The exercise
Copy the entries below verbatim, starting with the line that contains "Migration corridor cam — highlight the lamp" and going on through the line that contains "[642,430,800,511]". Include both of those lines.

+--

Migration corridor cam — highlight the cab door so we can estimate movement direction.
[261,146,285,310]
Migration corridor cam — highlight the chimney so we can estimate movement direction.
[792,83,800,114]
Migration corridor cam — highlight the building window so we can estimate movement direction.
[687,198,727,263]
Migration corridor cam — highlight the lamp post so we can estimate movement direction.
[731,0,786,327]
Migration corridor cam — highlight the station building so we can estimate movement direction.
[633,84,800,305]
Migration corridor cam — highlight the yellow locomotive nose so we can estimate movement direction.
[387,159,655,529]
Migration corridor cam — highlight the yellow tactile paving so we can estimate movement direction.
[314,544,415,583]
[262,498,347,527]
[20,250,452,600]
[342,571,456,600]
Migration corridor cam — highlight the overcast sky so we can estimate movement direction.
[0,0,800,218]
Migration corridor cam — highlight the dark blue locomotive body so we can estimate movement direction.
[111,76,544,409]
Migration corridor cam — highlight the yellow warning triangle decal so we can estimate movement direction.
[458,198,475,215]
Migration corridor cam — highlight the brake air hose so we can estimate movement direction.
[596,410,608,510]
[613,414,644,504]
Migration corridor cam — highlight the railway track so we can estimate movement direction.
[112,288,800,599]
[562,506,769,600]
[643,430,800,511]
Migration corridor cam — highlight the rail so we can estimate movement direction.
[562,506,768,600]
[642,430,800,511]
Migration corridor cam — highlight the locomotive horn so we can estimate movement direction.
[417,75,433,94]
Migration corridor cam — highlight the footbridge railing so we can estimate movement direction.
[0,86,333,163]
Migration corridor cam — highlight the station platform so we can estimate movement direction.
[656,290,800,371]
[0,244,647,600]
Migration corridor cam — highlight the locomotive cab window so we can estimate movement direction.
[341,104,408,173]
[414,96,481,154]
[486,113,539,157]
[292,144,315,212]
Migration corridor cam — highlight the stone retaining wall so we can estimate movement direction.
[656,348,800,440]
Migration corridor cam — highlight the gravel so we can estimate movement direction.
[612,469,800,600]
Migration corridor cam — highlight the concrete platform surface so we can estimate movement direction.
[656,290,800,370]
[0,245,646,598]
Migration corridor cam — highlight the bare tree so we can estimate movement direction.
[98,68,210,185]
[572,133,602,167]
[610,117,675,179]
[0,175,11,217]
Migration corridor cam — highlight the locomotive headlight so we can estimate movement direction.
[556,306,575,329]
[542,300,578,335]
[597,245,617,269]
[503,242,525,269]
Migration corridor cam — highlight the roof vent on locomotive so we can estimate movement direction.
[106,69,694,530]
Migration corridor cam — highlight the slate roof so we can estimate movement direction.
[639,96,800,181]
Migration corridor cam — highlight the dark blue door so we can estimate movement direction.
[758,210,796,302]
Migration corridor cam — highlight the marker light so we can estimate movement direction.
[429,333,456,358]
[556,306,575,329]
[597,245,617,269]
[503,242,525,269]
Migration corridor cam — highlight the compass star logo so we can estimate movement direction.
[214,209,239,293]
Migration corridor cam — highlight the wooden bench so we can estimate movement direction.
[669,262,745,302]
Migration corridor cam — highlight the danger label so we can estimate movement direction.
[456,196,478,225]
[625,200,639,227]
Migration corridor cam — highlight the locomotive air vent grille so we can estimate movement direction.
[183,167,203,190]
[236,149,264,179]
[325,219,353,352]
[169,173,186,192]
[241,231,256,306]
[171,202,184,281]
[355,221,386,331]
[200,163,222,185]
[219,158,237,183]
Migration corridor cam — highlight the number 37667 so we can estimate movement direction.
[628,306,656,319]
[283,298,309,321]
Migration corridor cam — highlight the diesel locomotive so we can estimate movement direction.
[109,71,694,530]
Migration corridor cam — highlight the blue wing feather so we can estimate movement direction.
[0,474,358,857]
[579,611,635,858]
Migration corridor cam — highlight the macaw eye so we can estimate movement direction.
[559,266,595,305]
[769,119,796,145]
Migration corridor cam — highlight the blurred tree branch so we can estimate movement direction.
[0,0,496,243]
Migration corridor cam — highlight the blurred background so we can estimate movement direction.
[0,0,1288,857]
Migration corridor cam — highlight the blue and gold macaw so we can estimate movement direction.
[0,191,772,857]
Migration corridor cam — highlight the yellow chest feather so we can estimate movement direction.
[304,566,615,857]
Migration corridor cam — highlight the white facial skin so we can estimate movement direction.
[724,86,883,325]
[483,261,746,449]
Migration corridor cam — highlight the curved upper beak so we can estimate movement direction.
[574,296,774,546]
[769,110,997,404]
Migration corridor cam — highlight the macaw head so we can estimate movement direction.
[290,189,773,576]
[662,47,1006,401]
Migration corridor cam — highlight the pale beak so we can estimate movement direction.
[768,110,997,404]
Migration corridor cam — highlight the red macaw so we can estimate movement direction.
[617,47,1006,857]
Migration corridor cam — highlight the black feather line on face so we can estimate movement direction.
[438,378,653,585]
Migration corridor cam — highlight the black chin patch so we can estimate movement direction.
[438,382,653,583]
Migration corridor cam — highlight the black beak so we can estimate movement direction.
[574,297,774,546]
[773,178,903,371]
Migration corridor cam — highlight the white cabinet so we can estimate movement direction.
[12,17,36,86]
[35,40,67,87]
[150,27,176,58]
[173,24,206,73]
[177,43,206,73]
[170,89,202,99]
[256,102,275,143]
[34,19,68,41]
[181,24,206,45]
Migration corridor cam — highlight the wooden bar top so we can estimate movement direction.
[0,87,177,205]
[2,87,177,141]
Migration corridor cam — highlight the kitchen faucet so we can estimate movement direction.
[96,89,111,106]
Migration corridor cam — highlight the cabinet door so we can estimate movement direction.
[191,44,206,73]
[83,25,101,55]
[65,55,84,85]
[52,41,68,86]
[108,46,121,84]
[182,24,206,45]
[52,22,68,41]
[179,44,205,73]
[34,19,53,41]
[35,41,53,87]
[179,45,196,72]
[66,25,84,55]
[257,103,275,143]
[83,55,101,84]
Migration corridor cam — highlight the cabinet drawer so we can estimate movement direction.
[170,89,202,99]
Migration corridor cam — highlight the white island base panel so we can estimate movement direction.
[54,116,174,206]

+--

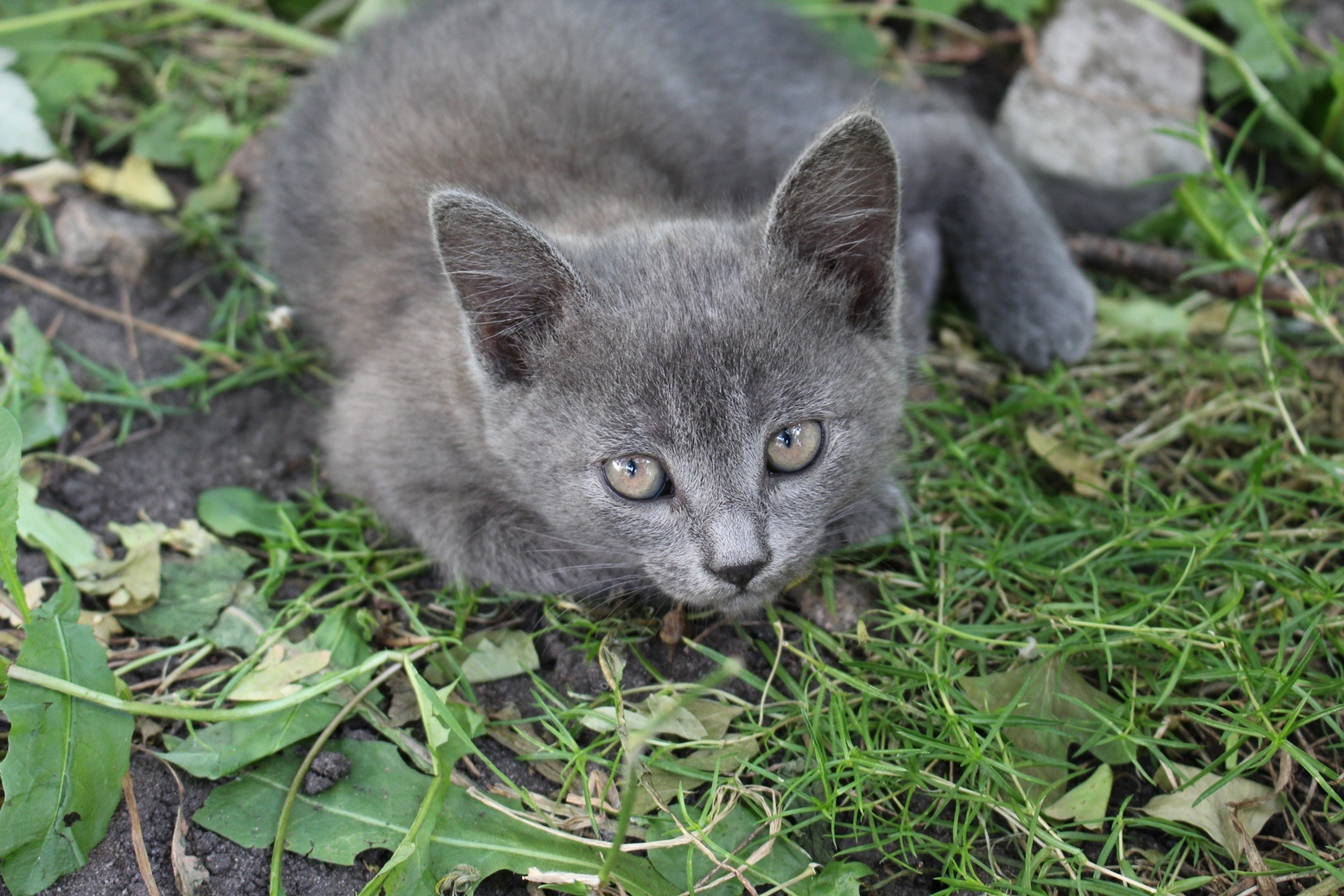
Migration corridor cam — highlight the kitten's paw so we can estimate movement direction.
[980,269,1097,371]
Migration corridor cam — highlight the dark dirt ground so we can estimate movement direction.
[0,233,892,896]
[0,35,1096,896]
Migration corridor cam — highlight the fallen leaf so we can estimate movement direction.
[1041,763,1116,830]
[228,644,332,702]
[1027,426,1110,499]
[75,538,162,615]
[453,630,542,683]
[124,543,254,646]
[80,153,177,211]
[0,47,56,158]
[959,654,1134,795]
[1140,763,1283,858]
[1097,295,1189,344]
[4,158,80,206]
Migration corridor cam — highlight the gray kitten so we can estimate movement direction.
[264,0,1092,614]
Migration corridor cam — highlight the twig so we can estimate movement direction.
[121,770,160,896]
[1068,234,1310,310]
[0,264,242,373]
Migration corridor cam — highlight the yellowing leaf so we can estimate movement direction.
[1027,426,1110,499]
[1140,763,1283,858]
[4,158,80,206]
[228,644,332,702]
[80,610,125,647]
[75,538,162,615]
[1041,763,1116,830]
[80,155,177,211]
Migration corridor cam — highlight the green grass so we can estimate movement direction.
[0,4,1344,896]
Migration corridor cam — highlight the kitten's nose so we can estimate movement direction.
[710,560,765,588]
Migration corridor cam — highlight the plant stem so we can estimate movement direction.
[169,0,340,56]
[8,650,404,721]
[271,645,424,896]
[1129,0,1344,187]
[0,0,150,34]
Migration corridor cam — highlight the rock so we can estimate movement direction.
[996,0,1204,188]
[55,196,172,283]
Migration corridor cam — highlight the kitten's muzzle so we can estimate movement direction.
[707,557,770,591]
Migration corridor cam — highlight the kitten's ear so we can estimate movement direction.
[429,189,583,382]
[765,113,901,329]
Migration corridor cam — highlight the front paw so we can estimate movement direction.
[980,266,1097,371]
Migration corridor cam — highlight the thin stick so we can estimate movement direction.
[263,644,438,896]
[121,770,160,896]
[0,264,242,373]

+--

Written answer
Migration corridor cam — highlight the lamp post so we can estimate movement direction.
[731,0,786,327]
Migration corridor cam — highlight the station building so we can estimate movement direction.
[633,84,800,305]
Migration corridor cam — highlight the yellow locomotive nose so we can estimate movement direction.
[387,159,655,529]
Migration corridor cam — highlight the yellow tactile paving so we can estimate movement direction.
[314,544,415,583]
[262,498,347,527]
[20,250,452,600]
[342,571,456,600]
Migration corridor cam — highlight the overcast sky so we can estimate movement direction.
[0,0,800,218]
Migration corridor cam — highlight the dark blue locomotive body so we can estimate movement direction.
[111,76,544,409]
Migration corridor cam — highlight the yellow warning triangle decal so we can estimate movement direction.
[458,198,475,215]
Migration corridor cam — highlight the brake air hose so we can estimate movement direction.
[596,410,608,510]
[613,414,644,504]
Migration corridor cam — highlight the railway track so we can estimate movement direction.
[112,288,800,599]
[562,506,769,600]
[643,430,800,511]
Migration corridor cam — highlight the rail so we can estimate movement direction.
[562,506,768,600]
[642,430,800,511]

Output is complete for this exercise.